TÂCHE A:
Relevez toutes les phrases interrogatives du texte à lire, c'est-à-dire celles qui se terminent par un point d'interrogation.
TÂCHE B:
Répondez aux questions suivantes à l'aide du texte à lire :
(i) Sur quoi porte notamment le travail avec les pouvoirs publics mentionné dans la première phrase ?
(ii) Avec qui Thierry Hulot souhaite-t-il mener une réflexion pour élaborer des propositions ?
(iii) Quelle ambition le plan Innovation Santé 2030 fixe-t-il à la France ?

Je suis par ailleurs un grand militant du travail avec les pouvoirs publics et dans les territoires, notamment sur l’efficience des parcours de soins.
Nextep : Pensez-vous que le LEEM pourrait renforcer les échanges et le travail avec les représentants de patients et d’usagers ? De quelle façon ?
Thierry Hulot : L’évolution de la société ces dix dernières années fait que le citoyen veut être partie prenante. Dans la santé, le patient est bien entendu extrêmement légitime. Le postulat est simple mais il s’agit maintenant de voir concrètement comment on le met en place pour que cela crée de la valeur. A ce sujet, j’ai la volonté d’une réflexion avec les administrateurs et permanents afin d’élaborer des propositions qui permettront de donner plus de « share-voice » aux parties prenantes, dont les associations de patients. Là encore, la première étape sera déjà d’aller à la rencontre et de dialoguer avec les uns et les autres.
Nextep : La France peut-elle mener à bien l’ambition du plan Innovation Santé 2030 d’être un leader du domaine d’ici quelques années ?

ENREGISTREMENTS FOURNIS:
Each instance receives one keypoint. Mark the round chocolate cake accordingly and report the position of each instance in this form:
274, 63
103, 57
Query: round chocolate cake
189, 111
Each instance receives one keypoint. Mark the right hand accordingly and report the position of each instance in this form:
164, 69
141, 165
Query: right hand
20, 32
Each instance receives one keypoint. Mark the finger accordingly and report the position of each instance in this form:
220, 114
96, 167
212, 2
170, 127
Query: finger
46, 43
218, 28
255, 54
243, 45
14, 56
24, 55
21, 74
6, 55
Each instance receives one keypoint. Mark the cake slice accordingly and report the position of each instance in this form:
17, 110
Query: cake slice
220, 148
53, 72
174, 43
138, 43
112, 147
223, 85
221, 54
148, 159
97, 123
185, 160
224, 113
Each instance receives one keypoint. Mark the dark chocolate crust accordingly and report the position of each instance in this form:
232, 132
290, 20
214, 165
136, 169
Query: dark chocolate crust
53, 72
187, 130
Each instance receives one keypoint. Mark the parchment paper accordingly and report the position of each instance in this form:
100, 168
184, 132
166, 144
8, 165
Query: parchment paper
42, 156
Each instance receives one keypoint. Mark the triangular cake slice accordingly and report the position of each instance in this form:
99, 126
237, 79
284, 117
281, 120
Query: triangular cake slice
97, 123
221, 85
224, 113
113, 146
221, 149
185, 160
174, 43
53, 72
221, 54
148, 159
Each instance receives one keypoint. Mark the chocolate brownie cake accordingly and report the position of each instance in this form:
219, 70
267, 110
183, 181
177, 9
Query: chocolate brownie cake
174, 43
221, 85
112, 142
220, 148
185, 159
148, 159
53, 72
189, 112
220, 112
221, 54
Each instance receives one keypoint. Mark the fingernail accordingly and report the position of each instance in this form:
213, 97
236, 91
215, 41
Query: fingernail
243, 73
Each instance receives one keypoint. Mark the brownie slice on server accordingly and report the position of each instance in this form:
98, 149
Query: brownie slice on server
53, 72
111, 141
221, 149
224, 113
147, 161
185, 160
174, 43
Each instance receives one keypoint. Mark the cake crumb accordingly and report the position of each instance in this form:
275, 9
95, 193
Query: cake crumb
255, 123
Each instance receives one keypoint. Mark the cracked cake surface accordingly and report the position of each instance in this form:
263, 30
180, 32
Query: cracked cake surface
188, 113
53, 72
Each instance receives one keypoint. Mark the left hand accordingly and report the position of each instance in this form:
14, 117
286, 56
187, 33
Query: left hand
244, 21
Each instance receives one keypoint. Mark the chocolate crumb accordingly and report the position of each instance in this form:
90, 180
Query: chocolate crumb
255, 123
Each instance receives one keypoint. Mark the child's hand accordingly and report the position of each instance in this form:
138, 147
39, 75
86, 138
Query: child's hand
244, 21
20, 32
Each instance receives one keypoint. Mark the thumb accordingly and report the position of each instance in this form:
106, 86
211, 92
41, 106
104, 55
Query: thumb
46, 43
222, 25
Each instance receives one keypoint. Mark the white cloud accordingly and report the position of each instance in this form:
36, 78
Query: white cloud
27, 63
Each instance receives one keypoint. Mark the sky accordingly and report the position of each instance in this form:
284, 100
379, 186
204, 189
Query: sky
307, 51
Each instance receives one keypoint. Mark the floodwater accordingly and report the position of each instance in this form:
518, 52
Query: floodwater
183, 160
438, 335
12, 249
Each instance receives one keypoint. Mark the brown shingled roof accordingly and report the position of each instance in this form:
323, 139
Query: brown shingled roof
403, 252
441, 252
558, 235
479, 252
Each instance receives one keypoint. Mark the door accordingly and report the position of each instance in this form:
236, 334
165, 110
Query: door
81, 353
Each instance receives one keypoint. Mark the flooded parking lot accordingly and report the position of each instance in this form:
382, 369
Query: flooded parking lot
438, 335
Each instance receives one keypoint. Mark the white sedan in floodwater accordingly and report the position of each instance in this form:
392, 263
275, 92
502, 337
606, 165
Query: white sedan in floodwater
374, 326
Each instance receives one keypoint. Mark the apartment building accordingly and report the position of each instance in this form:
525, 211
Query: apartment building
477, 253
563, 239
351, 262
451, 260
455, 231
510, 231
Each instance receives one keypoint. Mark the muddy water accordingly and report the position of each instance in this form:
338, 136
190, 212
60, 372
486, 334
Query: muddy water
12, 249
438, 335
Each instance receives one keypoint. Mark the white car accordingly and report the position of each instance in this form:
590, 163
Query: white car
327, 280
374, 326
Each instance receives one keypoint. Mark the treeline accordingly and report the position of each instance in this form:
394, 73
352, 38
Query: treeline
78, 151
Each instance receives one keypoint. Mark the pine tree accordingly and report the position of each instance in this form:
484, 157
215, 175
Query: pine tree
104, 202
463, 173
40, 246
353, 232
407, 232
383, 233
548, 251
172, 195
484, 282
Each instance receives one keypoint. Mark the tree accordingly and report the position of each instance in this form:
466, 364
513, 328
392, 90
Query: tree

SOLUTION A:
- Pensez-vous que le LEEM pourrait renforcer les échanges et le travail avec les représentants de patients et d'usagers ?
- De quelle façon ?
- La France peut-elle mener à bien l'ambition du plan Innovation Santé 2030 d'être un leader du domaine d'ici quelques années ?

SOLUTION B:
(i) Sur l'efficience des parcours de soins.
(ii) Avec les administrateurs et permanents.
(iii) Être un leader du domaine d'ici quelques années.